▸ Source material
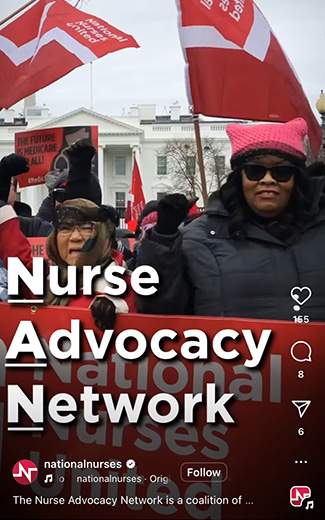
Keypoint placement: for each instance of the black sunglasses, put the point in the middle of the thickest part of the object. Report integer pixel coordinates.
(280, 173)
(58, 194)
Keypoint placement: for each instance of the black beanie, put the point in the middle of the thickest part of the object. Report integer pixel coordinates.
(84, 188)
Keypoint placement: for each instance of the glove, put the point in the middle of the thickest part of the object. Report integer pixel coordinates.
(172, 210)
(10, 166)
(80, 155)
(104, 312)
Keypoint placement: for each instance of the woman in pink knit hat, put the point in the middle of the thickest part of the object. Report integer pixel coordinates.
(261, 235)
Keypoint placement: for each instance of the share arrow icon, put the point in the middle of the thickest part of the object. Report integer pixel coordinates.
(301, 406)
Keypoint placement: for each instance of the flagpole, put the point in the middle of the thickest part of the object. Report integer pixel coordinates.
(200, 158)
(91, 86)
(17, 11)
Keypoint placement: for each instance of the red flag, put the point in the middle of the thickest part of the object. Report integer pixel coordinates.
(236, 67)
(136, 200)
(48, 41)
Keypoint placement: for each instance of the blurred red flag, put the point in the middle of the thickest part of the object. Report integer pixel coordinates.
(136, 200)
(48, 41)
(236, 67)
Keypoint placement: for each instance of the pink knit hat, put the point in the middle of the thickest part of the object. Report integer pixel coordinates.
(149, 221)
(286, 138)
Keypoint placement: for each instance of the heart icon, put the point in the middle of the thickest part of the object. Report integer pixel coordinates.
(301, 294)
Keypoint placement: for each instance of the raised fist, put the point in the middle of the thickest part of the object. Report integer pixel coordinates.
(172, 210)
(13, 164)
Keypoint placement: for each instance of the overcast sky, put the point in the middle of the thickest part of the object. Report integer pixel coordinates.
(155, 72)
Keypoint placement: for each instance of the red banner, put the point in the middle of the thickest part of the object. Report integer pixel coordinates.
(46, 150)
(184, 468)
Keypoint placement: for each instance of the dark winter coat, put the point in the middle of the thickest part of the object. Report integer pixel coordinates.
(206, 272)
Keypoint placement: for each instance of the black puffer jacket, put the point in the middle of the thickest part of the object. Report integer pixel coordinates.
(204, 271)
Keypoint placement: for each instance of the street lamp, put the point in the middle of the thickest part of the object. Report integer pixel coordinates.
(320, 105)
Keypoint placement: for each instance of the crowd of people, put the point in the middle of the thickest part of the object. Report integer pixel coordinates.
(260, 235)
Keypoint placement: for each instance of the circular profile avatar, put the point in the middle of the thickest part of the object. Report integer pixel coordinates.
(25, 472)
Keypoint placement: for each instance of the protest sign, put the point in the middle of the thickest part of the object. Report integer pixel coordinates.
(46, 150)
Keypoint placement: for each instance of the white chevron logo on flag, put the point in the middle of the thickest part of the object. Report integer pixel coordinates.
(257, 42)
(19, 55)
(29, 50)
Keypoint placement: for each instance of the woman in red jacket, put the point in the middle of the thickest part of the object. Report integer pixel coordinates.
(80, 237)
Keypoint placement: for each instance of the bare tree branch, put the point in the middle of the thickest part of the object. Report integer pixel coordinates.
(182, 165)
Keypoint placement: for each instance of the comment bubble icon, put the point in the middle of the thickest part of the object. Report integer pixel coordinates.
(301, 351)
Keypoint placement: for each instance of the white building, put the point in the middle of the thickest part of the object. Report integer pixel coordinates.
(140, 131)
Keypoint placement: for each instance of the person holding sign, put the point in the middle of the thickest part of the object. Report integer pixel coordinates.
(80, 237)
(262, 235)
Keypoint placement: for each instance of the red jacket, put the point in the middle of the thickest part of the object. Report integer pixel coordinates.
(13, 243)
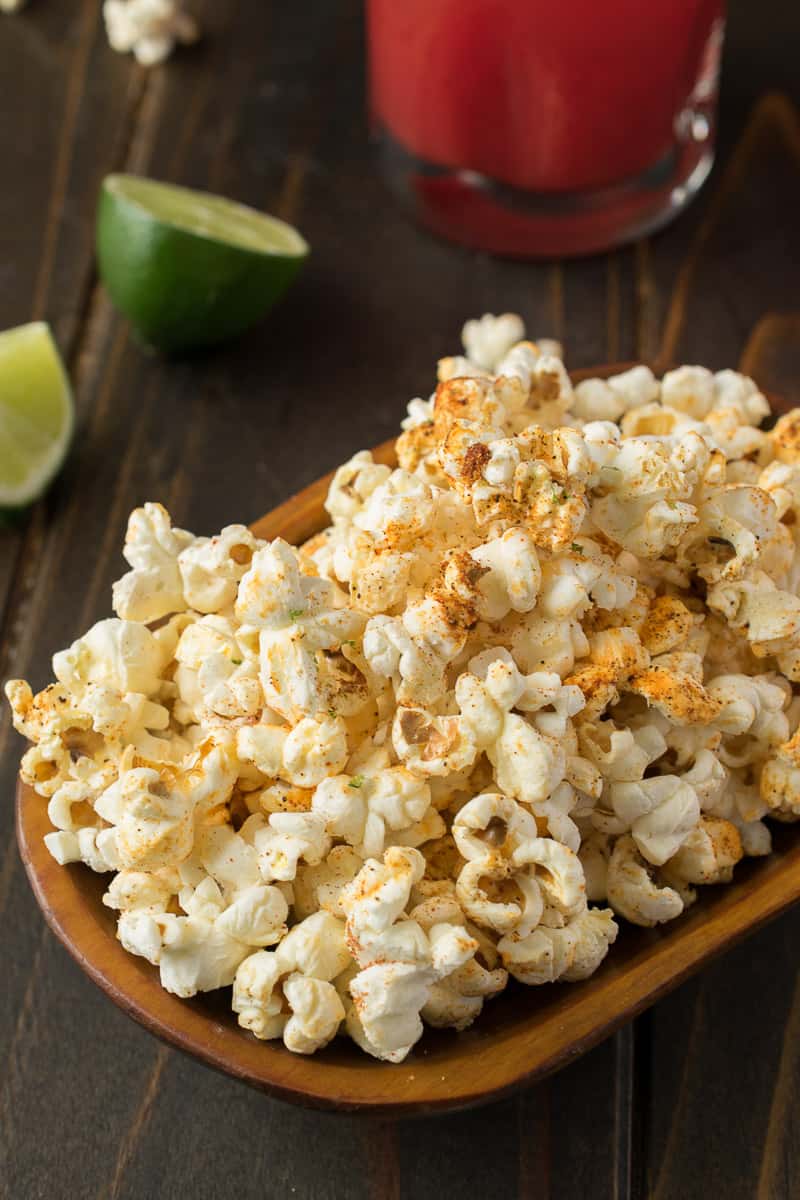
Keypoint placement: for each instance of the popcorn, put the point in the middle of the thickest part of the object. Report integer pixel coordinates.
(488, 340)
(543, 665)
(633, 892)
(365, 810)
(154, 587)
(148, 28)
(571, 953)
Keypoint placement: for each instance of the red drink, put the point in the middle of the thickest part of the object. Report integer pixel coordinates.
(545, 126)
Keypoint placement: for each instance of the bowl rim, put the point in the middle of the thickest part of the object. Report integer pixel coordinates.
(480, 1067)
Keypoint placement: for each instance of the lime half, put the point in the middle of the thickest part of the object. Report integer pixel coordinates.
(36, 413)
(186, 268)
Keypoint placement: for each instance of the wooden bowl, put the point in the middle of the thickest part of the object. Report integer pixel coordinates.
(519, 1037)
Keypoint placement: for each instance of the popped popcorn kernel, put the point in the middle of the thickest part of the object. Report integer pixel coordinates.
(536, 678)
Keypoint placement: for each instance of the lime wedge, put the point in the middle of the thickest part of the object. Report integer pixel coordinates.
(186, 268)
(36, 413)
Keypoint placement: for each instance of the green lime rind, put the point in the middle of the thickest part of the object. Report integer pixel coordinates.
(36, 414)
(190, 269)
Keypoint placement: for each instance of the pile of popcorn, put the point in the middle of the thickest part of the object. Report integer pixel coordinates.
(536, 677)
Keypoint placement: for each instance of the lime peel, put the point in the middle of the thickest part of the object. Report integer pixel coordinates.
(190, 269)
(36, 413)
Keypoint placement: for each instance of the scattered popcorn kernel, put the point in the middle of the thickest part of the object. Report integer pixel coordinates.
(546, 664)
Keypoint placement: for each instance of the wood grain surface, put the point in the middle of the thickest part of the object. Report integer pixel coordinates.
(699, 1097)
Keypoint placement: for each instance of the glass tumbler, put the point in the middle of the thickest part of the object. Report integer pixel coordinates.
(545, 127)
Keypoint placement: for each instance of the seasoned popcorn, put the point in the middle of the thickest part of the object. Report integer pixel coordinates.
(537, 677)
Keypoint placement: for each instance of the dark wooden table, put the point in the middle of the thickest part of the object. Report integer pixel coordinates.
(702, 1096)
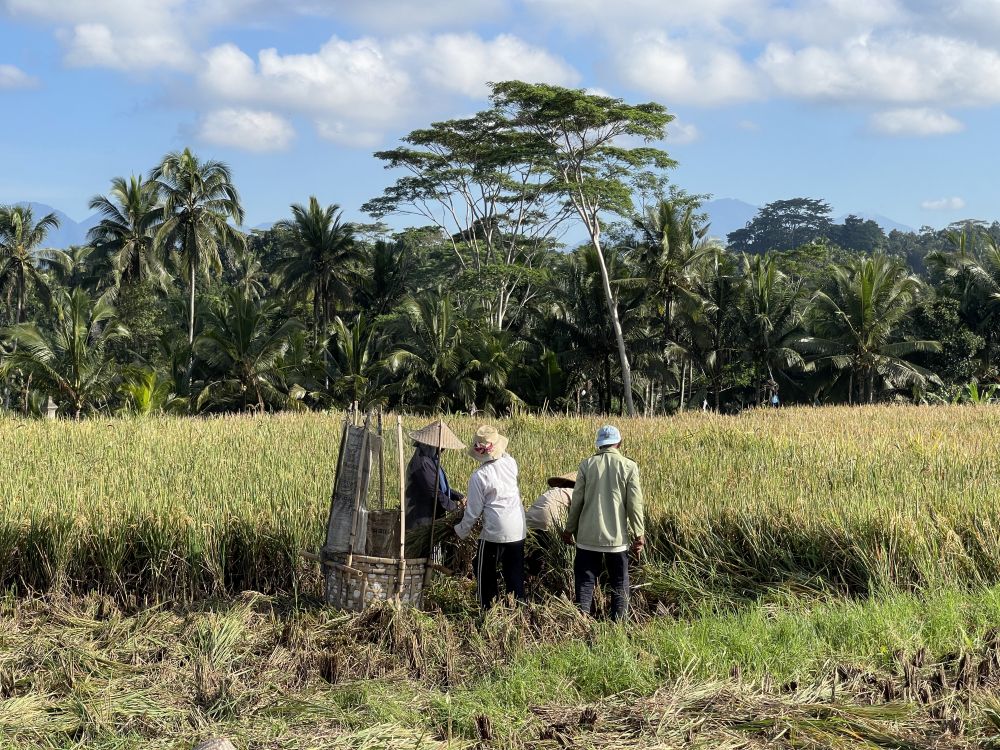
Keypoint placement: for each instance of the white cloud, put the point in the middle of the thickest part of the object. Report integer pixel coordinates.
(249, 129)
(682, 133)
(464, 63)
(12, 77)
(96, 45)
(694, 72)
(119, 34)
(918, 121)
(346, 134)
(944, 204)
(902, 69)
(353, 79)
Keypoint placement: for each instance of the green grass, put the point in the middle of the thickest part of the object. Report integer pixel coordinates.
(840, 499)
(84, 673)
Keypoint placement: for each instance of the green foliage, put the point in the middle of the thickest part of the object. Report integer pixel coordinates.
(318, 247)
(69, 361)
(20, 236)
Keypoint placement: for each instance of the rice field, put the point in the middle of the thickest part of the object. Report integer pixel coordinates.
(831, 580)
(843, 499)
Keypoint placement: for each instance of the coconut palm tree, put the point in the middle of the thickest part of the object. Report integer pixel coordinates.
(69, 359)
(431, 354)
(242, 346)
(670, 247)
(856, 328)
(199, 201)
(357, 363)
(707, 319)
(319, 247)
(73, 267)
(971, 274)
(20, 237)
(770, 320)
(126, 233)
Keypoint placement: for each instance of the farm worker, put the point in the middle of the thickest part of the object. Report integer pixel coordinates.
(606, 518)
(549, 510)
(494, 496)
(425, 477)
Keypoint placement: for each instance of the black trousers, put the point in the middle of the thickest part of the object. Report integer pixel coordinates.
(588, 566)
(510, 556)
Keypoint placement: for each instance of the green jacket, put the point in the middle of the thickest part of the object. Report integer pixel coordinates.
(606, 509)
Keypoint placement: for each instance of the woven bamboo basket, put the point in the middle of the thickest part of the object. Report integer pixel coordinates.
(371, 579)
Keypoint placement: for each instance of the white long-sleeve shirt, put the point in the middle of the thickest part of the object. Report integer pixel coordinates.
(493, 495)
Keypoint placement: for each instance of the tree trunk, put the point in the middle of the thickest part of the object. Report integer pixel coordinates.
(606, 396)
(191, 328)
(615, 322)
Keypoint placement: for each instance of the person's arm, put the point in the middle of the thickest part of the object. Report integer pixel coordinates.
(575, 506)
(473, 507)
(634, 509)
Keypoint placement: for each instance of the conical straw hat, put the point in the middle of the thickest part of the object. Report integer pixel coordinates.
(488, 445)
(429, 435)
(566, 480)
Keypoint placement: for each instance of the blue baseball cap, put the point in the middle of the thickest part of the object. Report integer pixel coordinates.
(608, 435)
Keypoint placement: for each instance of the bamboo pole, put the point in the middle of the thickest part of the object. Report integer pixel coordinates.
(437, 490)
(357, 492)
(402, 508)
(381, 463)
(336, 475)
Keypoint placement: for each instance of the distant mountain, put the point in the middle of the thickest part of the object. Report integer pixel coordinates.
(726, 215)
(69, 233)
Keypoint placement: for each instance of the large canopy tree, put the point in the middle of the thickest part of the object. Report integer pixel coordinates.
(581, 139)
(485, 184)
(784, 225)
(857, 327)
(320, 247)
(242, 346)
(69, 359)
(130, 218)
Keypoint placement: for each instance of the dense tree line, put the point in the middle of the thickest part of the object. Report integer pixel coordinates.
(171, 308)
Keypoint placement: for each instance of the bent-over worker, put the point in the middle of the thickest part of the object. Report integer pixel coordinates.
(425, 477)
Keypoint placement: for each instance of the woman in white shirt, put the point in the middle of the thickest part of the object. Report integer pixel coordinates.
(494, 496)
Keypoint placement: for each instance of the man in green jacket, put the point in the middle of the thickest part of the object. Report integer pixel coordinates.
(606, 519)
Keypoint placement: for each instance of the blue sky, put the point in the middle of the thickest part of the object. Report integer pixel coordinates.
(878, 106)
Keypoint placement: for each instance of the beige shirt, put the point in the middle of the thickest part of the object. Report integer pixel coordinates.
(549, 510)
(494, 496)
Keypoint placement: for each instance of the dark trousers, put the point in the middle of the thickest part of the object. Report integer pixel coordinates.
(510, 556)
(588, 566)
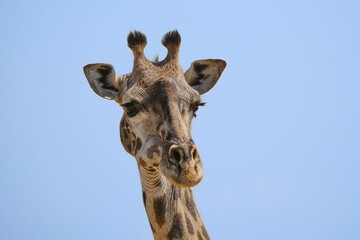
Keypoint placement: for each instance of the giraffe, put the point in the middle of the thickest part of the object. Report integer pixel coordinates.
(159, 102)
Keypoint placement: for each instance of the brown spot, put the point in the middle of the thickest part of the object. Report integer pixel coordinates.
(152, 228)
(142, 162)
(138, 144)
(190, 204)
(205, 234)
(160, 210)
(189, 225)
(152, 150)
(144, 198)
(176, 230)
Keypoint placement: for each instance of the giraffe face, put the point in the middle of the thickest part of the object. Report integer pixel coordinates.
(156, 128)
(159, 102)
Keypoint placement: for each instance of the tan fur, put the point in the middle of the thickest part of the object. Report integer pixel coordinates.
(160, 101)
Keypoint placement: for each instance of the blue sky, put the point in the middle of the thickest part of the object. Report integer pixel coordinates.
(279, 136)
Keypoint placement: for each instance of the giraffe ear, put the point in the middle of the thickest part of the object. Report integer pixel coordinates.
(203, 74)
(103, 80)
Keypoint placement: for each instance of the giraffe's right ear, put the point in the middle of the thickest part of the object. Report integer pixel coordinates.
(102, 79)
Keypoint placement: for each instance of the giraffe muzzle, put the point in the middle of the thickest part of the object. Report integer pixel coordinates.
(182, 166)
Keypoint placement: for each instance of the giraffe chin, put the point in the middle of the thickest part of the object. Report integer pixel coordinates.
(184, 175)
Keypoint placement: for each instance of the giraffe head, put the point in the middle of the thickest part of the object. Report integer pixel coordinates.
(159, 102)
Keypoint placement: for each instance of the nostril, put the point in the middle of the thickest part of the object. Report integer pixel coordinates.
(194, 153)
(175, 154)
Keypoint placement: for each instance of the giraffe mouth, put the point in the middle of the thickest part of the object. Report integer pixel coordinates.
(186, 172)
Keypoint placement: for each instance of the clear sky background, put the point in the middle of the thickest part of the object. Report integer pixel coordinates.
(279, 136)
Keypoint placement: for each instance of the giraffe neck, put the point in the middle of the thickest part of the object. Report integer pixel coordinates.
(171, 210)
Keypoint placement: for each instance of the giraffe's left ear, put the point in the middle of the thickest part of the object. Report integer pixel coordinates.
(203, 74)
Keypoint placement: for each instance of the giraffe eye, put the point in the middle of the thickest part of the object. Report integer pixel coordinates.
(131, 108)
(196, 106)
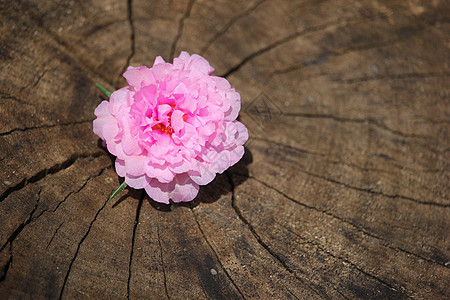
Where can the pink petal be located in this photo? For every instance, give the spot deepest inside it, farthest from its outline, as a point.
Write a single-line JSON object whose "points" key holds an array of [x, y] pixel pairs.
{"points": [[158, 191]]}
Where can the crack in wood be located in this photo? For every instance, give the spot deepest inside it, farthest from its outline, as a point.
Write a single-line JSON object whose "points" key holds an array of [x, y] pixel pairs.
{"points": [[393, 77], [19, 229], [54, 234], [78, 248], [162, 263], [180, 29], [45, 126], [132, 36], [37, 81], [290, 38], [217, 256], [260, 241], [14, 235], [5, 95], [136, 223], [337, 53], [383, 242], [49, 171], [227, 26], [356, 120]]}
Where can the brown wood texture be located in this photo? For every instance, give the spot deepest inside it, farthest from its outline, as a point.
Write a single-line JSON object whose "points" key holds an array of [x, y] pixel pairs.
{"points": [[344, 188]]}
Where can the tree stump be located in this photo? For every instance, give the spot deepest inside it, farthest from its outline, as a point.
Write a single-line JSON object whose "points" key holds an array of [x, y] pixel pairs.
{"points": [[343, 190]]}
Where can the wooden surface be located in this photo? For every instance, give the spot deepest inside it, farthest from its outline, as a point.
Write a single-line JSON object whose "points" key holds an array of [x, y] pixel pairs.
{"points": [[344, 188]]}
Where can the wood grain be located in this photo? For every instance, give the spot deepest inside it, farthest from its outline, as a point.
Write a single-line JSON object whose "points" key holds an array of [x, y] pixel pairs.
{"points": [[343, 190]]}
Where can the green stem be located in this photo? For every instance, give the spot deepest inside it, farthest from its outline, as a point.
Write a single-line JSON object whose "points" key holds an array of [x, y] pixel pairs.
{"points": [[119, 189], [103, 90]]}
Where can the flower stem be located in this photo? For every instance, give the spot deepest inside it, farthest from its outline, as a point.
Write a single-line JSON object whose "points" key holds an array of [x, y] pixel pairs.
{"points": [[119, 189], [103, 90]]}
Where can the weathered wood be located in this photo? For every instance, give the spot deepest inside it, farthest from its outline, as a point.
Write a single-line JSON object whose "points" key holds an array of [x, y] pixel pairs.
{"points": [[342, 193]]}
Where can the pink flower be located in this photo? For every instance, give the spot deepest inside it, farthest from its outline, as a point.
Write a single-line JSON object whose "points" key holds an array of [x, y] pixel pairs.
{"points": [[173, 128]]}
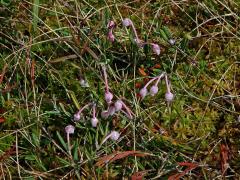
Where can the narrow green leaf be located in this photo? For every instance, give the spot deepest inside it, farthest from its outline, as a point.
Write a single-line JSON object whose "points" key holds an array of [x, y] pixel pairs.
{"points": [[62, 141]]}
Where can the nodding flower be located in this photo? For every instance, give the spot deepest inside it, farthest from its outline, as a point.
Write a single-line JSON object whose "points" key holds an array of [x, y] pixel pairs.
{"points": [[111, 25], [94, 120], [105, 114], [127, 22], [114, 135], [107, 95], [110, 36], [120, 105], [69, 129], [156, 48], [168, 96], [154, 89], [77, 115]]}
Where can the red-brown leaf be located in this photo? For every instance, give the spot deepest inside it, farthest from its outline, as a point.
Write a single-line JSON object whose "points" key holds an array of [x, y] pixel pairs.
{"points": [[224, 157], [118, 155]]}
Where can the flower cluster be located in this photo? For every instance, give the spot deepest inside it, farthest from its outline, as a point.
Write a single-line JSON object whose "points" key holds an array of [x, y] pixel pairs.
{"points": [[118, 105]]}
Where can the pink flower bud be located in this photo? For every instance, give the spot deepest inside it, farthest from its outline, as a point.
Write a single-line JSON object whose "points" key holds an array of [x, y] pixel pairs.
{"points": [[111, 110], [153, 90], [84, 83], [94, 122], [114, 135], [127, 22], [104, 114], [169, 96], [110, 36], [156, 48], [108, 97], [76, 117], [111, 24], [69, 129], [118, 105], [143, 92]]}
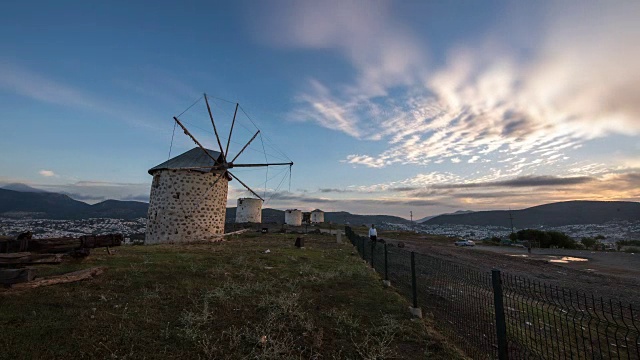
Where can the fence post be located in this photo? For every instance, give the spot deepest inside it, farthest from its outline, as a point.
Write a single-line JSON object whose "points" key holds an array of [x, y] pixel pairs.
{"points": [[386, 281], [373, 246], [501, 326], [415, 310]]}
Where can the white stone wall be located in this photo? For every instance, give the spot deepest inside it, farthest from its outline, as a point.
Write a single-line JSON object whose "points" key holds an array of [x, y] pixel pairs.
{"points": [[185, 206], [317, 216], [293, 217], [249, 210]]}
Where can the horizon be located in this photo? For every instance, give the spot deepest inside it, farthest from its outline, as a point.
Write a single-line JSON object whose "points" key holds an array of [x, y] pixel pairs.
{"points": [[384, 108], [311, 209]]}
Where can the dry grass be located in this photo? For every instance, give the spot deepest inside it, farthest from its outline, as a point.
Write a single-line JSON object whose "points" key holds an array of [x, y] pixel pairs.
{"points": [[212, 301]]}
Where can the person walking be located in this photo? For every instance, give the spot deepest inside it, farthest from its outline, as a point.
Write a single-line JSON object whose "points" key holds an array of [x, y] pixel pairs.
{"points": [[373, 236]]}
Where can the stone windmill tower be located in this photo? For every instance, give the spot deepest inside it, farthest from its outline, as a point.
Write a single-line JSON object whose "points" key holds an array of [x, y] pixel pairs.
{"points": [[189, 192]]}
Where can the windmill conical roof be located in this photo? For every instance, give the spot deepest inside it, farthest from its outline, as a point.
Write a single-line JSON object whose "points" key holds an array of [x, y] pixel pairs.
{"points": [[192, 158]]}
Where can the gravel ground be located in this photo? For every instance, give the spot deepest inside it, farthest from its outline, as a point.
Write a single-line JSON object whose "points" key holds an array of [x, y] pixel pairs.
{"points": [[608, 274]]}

▸ What is needed
For this task, write out exactly the lines of the entries above, starting at the line with "Where can the white" and ending at the line with "Where can the person", both included, and no others.

▸ Output for this task
Where can the white stone wall be located in this photo? For every instance, give the spot deepest inside it, farthest from its outline, as a point.
Write a single-line JSON object whose "points" key holds an array of [x, y] pixel pairs.
{"points": [[185, 206], [317, 216], [293, 217], [249, 210]]}
Where can the horizon be located in this photo? For every instance, give the spot deepest inside it, farthest from its outline, as a point.
Write a single-line JSON object whose "points" key holds an array of [x, y] pixel pairs.
{"points": [[384, 108], [311, 209]]}
Where can the dry grass be located in this photo? For every instance, give the spot deepest inside it, farthest from its outline, as a point.
Write a single-line JSON object whose "points" key holds an array of [x, y] pixel pairs.
{"points": [[212, 301]]}
Where can the person walking be located in this photo? For every instance, give the spot deepest inside it, farthest from its outline, as a point.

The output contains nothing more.